Task - Please rewrite the material below as a numbered list, one line per item, omitting blank lines and leaving out the pictures.

Dataset records -
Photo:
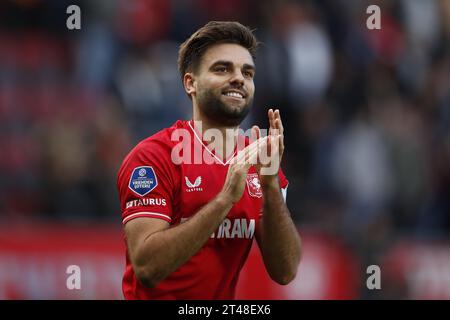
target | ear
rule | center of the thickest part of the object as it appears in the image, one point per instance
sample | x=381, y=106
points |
x=189, y=83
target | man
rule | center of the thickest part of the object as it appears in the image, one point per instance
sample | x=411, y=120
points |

Problem solution -
1. Photo:
2. target | ear
3. rule | center of the thickest part of the object as it appears in the image, one point per instance
4. sample | x=381, y=106
5. points |
6. x=189, y=83
7. target | man
8. rule | center of the thickest part of the object as it appears in the image, one point per instance
9. sample | x=411, y=120
10. points |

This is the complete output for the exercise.